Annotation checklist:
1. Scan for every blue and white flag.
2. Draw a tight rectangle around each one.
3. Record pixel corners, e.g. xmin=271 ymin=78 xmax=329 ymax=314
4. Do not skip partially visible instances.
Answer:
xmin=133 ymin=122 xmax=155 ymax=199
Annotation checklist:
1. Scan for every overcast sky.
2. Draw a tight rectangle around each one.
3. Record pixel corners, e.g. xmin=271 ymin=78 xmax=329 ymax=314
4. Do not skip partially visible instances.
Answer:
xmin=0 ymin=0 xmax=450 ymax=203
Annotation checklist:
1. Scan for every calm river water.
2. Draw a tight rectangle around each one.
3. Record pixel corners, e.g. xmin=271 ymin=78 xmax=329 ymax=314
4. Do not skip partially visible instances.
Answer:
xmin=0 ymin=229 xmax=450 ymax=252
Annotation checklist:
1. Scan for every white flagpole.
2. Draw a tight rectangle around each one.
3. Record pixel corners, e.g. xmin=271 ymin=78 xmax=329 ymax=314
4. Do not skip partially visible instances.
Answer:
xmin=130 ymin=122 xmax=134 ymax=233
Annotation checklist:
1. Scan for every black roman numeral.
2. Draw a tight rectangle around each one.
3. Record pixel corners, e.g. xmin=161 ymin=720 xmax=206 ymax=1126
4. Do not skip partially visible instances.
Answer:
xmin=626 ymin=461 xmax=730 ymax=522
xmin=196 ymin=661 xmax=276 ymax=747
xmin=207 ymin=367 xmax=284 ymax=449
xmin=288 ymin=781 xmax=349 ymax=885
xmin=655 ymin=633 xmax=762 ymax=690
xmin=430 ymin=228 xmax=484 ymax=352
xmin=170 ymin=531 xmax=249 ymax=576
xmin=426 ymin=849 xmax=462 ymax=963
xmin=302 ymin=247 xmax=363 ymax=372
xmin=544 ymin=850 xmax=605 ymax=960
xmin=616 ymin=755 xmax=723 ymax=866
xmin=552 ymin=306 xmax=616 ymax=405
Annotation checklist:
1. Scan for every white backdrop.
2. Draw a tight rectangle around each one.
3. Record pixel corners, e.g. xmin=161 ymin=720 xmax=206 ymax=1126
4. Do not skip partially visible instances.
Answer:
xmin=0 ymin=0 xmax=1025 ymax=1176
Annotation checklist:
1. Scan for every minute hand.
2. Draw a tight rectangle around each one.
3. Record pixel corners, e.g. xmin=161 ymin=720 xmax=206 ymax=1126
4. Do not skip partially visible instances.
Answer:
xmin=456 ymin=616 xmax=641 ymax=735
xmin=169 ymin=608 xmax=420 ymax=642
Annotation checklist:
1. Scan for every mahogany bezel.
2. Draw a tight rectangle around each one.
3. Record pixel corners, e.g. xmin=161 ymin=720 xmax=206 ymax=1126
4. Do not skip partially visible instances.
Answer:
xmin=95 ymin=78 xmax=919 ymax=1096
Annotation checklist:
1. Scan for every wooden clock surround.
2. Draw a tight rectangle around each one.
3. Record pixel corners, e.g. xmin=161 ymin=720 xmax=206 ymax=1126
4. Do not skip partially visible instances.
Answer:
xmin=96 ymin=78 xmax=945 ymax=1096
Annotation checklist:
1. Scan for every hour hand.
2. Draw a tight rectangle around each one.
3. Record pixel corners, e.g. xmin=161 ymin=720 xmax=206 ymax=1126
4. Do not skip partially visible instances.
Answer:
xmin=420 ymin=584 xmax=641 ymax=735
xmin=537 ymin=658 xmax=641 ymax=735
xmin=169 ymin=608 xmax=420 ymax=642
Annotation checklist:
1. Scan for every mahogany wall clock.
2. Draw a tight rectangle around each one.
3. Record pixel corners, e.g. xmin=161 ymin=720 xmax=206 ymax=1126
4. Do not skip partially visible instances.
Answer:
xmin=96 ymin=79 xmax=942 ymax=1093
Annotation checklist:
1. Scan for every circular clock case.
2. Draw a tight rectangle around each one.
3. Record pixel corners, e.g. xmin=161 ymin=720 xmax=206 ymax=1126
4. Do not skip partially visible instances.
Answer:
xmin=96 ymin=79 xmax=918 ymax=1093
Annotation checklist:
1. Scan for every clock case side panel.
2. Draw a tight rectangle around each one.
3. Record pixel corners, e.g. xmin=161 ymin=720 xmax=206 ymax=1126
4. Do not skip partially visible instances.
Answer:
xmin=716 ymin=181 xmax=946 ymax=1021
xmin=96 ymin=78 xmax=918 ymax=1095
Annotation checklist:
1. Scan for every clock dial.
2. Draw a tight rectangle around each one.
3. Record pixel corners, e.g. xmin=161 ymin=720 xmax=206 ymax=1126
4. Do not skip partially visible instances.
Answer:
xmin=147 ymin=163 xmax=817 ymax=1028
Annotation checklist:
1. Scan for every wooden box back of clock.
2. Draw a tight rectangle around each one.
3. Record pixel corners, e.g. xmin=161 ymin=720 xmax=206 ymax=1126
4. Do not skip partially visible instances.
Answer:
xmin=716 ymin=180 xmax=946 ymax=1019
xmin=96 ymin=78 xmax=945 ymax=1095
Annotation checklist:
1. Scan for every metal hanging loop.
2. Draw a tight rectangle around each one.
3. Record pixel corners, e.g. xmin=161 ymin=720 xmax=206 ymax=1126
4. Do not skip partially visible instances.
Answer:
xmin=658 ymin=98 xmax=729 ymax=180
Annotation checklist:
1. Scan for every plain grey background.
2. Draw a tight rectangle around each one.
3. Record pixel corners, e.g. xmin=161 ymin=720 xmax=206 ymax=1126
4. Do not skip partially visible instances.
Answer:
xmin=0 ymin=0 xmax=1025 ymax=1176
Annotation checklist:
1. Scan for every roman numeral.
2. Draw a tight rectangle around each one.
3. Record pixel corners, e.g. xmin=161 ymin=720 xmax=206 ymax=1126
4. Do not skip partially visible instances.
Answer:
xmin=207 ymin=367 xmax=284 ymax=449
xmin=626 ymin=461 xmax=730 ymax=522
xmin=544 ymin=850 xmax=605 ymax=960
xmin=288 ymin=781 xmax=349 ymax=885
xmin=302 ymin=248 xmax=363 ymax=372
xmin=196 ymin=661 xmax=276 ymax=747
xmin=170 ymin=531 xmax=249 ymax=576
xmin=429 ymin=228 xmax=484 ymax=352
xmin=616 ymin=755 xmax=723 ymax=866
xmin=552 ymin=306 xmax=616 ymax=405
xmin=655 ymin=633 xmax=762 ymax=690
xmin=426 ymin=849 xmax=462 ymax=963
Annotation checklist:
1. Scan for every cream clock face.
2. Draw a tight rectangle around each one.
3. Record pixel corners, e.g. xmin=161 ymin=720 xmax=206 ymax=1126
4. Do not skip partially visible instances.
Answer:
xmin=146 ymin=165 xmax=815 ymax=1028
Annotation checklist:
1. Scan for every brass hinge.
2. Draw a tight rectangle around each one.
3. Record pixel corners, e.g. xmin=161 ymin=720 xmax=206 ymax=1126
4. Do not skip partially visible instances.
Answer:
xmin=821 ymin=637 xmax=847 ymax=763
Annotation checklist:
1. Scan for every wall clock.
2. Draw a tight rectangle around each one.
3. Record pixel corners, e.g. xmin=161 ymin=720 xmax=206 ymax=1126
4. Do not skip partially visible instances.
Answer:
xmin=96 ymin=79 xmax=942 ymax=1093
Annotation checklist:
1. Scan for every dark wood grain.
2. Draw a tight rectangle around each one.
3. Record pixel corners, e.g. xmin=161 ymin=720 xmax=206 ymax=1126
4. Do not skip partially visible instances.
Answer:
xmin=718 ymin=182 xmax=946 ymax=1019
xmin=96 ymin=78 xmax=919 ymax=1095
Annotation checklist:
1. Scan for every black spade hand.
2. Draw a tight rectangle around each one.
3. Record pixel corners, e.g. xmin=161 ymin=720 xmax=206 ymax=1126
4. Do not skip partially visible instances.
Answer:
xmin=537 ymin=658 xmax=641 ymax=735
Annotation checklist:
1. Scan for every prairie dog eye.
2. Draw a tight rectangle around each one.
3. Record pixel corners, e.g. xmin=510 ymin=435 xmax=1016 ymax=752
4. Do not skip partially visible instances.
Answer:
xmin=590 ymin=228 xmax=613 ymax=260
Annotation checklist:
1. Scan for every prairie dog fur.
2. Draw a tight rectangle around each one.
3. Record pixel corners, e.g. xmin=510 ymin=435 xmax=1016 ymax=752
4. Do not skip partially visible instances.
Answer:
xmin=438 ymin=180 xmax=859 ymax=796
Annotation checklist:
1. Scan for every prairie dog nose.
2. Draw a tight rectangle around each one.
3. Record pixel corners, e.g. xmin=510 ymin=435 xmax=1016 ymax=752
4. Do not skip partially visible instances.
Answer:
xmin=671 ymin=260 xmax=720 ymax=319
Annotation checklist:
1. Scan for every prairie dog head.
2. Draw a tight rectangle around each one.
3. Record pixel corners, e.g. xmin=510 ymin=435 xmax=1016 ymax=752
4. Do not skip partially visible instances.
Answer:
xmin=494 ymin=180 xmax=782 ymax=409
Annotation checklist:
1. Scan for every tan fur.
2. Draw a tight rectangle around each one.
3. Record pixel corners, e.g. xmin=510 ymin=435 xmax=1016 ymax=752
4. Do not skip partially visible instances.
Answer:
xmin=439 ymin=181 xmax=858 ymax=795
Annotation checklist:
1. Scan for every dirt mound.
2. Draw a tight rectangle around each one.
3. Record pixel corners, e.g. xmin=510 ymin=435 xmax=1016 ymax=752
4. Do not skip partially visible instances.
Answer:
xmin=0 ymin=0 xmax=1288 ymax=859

- TO DO: Starting with the first line of the entries above and going on through the line containing "xmin=133 ymin=122 xmax=155 ymax=199", put each line into a JSON list of strings, one string per line, leaving out any blank lines.

- REPLY:
[
  "Annotation checklist:",
  "1. Scan for every blue and white flag.",
  "2. Draw a tight rectangle around each one.",
  "3. Record pixel corners, e.g. xmin=271 ymin=78 xmax=329 ymax=314",
  "4. Do not skip partially visible instances.",
  "Answer:",
  "xmin=133 ymin=122 xmax=155 ymax=199"
]